Главной страстью Юлиана, центром его короткого, но активнейшего, примечательного и назидательного в плане негативных результатов правления была фанатичная любовь к языческой религии и пылкая ненависть к христианству в то время, когда первая уже уступила последнему бразды правления над миром. Он считал своей великой миссией восстановление поклонения богам и сведение религии Иисуса сначала к роли презренной секты, а потом, если это будет возможно, полное уничтожение ее с лица земли. Он верил, что сами боги призвали его совершить это, и в этой вере его укрепляли искусство прорицания, видения и сны. Все его средства, таланты, рвение и силы были направлены к этой цели, и его неудачу можно объяснить только безумием и недостижимостью самой цели.
1. Сначала посмотрим на утверждающую сторону его плана, восстановление и преображение язычества.
Юлиан восстановил во всем его древнем великолепии поклонение богам за общественный счет, вернул из изгнания множество жрецов, даровал им все прежние привилегии и разнообразные почести, требовал, чтобы воины и гражданские чиновники посещали забытые храмы и жертвенники, не обходил вниманием ни одного бога или богини, хотя сам был особенно предан культу Аполлона, или солнца; несмотря на экономность во всех остальных отношениях, он приказывал приносить в жертву редчайших птиц и целые стада тельцов и агнцев, пока не начала вызывать беспокойство проблема сохранения самих этих видов[68]. Он убрал крест и монограмму Христа с монет и знамен, заменив их прежними языческими символами. Он окружил статуи и портреты императоров символами идолопоклонства, чтобы каждый, кто вынужден склоняться перед богами, отдавал должные почести и императорам. Он защищал изображения богов, приводя те же самые основания, которыми сторонники христианского иконопочитания позже будут отстаивать изображения святых. Если вы любите императора, если вы любите своего отца, говорил он, вам захочется видеть его портрет; так и друг богов любит смотреть на их изображения и исполняется почтением к незримым богам, которые смотрят на него с небес.

* _ЗАДАНИЕ A_
Культу какого божества, согласно фрагменту о Юлиане, он был особенно предан?
Текст и записи представляют собой отдельные, не связанные между собой материалы.

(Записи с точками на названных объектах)
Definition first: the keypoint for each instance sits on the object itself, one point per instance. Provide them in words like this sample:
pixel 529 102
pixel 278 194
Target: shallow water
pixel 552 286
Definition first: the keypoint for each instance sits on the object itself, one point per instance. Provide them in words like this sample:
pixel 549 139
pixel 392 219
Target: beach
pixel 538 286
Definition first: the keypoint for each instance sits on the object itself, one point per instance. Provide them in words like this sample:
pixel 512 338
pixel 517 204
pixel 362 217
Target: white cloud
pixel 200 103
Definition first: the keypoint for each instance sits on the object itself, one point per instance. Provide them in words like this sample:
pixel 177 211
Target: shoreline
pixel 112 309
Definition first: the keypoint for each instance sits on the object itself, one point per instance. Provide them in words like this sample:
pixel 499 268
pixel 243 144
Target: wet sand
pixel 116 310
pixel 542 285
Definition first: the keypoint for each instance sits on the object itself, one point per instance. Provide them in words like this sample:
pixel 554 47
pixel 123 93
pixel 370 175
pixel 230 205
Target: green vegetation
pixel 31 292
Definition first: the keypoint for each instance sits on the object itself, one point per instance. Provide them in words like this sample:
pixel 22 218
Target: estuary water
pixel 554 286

* _ЗАДАНИЕ B_
Измените все записи: замените в них «Target» на «Object», а остальное оставьте без изменений.

* _РЕШЕНИЕ ЗАДАНИЯ A_
Культу Аполлона, или солнца.

* _РЕШЕНИЕ ЗАДАНИЯ B_
Definition first: the keypoint for each instance sits on the object itself, one point per instance. Provide them in words like this sample:
pixel 529 102
pixel 278 194
Object: shallow water
pixel 552 286
Definition first: the keypoint for each instance sits on the object itself, one point per instance. Provide them in words like this sample:
pixel 549 139
pixel 392 219
Object: beach
pixel 538 286
Definition first: the keypoint for each instance sits on the object itself, one point per instance. Provide them in words like this sample:
pixel 512 338
pixel 517 204
pixel 362 217
Object: white cloud
pixel 200 103
Definition first: the keypoint for each instance sits on the object itself, one point per instance. Provide them in words like this sample:
pixel 177 211
Object: shoreline
pixel 112 309
Definition first: the keypoint for each instance sits on the object itself, one point per instance. Provide them in words like this sample:
pixel 499 268
pixel 243 144
Object: wet sand
pixel 116 310
pixel 542 285
Definition first: the keypoint for each instance sits on the object itself, one point per instance. Provide them in words like this sample:
pixel 554 47
pixel 123 93
pixel 370 175
pixel 230 205
Object: green vegetation
pixel 31 292
Definition first: the keypoint for each instance sits on the object itself, one point per instance. Provide them in words like this sample:
pixel 22 218
Object: estuary water
pixel 554 286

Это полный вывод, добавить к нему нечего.